_Objective_. Please pick out every line in the records below that contains the word "paper", and copy each of those lines.

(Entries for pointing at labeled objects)
■ ■ ■ ■

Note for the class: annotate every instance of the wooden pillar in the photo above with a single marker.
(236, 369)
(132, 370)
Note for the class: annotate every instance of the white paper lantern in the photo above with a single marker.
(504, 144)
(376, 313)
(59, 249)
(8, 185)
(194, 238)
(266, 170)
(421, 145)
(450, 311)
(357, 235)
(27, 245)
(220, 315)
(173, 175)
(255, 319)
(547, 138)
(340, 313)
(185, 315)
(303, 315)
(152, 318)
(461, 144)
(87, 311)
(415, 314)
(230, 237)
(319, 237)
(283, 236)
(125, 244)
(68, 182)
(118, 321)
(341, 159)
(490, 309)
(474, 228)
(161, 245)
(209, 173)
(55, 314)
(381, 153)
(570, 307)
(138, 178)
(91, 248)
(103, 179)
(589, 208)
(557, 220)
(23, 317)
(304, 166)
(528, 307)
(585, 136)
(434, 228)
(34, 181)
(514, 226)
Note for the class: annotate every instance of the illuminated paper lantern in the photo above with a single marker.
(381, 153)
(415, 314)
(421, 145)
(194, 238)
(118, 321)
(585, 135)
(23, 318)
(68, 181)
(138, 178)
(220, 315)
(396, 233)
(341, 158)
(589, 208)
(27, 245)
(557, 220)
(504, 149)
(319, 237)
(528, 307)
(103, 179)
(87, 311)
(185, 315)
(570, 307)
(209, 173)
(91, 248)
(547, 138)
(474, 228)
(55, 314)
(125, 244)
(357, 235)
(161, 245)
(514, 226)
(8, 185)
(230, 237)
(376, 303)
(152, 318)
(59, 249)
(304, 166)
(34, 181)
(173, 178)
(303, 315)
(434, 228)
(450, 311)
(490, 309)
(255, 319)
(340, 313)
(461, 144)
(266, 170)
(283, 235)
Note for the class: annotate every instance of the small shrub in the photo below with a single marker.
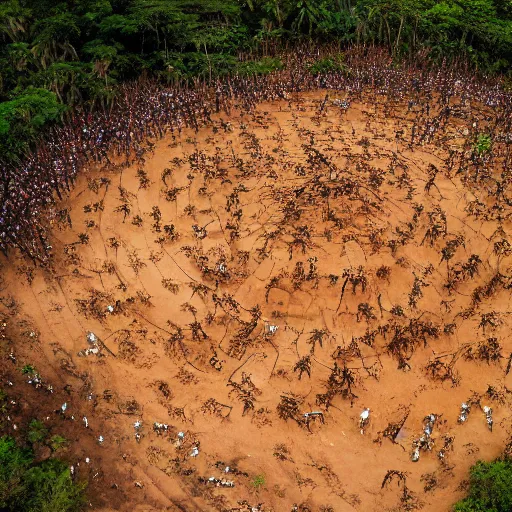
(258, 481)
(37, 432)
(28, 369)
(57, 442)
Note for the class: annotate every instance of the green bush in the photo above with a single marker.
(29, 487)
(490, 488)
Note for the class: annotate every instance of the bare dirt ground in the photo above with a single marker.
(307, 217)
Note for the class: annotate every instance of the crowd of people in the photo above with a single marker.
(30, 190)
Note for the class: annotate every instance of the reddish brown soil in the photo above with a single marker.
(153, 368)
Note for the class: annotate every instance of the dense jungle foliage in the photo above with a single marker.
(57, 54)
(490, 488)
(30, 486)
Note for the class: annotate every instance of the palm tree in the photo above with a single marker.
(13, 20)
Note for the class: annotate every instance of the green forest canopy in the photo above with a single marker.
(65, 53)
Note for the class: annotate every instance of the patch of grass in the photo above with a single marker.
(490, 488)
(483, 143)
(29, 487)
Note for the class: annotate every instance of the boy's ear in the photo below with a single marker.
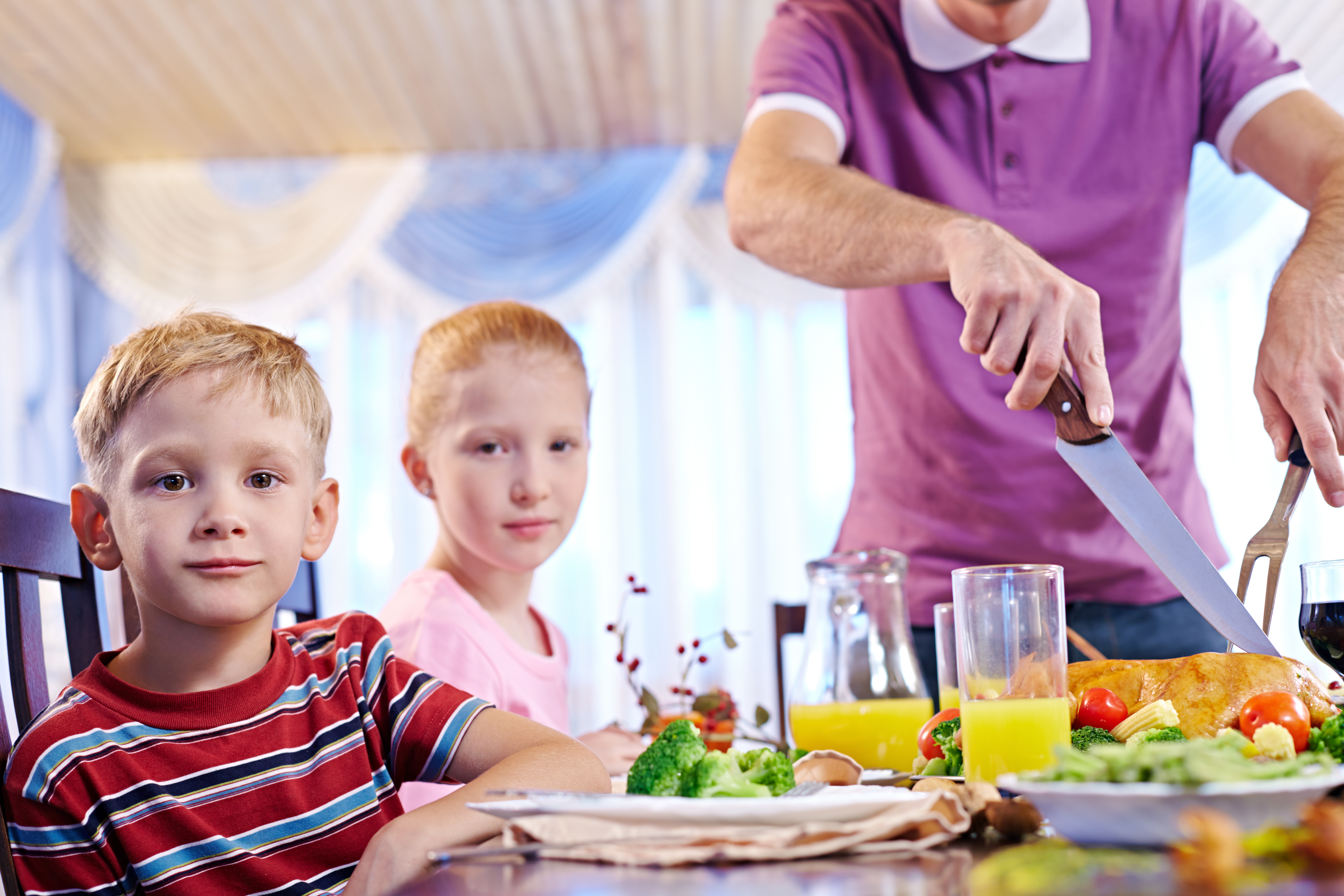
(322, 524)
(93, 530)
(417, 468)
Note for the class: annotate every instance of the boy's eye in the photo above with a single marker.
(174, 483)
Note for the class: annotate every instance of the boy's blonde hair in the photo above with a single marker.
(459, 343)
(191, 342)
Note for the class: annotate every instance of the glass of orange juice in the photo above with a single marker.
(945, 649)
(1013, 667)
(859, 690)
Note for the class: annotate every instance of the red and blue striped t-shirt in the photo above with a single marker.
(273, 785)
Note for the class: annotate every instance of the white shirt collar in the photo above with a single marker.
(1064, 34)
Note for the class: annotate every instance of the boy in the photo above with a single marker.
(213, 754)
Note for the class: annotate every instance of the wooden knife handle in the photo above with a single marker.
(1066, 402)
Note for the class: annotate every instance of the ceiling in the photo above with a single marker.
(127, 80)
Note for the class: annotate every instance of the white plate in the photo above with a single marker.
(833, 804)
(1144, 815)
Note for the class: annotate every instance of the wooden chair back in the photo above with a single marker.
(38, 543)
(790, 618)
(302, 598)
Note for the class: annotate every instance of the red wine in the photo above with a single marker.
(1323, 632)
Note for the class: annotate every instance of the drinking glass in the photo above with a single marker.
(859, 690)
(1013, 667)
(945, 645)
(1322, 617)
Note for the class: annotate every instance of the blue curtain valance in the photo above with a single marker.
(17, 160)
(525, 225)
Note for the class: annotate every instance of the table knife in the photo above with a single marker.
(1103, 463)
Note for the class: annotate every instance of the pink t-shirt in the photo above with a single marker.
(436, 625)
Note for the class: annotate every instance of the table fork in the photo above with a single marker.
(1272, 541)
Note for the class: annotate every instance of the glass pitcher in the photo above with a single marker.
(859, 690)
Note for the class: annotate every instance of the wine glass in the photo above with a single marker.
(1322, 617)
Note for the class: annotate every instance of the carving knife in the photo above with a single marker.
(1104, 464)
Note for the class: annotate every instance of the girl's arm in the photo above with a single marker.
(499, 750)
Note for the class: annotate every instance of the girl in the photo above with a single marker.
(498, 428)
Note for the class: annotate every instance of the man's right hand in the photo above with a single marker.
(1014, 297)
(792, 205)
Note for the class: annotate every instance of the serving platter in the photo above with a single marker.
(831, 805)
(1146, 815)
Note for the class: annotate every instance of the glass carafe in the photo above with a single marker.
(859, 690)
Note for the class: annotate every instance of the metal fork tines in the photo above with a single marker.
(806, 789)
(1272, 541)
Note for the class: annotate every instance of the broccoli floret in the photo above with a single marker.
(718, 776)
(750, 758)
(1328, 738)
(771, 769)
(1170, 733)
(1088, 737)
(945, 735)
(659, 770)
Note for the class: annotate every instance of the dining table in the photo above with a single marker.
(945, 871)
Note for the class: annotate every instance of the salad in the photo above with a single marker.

■ ■ ■ ■

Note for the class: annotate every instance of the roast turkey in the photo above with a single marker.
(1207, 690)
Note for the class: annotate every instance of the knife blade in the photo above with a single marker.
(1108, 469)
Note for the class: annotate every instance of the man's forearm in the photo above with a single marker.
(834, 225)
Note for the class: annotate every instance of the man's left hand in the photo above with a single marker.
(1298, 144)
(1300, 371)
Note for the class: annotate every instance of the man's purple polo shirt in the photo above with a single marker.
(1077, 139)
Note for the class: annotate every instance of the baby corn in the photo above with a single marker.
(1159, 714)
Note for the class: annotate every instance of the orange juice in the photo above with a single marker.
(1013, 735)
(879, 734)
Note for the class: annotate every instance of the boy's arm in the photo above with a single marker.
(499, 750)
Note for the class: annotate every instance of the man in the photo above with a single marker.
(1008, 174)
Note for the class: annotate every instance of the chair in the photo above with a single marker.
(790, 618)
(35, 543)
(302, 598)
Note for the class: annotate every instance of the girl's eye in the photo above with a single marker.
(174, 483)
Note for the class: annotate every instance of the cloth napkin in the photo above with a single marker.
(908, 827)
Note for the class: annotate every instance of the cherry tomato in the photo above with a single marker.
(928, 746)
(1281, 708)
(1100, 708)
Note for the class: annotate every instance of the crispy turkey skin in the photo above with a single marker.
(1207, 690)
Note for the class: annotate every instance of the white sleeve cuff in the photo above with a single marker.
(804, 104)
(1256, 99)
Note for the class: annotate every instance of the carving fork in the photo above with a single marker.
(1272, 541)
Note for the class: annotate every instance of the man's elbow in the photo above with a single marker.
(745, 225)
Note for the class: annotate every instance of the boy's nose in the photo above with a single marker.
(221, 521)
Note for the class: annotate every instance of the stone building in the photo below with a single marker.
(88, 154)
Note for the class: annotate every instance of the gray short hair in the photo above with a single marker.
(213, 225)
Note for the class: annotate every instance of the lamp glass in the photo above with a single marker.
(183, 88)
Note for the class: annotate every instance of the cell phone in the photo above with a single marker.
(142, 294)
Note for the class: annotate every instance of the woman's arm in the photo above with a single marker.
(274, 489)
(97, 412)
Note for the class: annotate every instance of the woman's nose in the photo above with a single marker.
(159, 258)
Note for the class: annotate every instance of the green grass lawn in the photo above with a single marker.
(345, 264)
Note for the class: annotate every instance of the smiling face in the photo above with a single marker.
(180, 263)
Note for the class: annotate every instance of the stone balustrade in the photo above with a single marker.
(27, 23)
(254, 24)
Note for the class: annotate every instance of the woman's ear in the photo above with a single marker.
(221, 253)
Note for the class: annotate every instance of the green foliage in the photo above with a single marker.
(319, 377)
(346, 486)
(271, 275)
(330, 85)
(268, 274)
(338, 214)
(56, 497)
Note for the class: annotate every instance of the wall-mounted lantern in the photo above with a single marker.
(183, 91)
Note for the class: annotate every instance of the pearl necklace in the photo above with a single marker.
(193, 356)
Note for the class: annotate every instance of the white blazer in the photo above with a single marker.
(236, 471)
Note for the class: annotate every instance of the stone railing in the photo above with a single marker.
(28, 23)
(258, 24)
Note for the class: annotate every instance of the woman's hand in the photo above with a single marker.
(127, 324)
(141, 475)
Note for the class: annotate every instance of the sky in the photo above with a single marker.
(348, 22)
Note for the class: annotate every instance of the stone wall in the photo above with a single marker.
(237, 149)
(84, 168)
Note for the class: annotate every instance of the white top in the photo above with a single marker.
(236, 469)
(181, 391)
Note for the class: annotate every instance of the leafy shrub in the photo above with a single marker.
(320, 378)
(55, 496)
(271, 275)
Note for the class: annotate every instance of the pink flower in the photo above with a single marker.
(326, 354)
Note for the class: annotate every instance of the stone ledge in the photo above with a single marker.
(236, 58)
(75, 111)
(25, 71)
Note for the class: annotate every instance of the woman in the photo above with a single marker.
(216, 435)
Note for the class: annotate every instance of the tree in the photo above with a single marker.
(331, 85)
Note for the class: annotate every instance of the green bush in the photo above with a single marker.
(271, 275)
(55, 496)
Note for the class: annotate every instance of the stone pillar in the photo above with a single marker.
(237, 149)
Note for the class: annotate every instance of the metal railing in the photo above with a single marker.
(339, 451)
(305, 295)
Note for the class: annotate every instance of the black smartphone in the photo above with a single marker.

■ ■ ■ ■

_Solution to the problem_.
Note for the class: annotate every instance of the white paper lantern in the photo above with a single marker.
Note for the class: annotate every instance of the illuminated paper lantern in the photo above with a single marker.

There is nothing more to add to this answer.